Return each line from the material below that contains the string "glass".

_Input:_
━━━━━━━━━━

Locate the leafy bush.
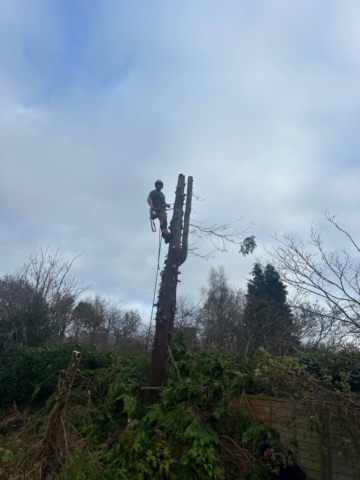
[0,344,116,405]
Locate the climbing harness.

━━━━━━━━━━

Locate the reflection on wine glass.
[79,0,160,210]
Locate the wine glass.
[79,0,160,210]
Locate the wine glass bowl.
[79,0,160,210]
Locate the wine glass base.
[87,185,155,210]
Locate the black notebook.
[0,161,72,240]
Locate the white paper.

━━━━━━━━━━

_Written reply:_
Locate the reflection on wine glass.
Locate the wine glass.
Locate the wine glass bowl.
Locate the wine glass base.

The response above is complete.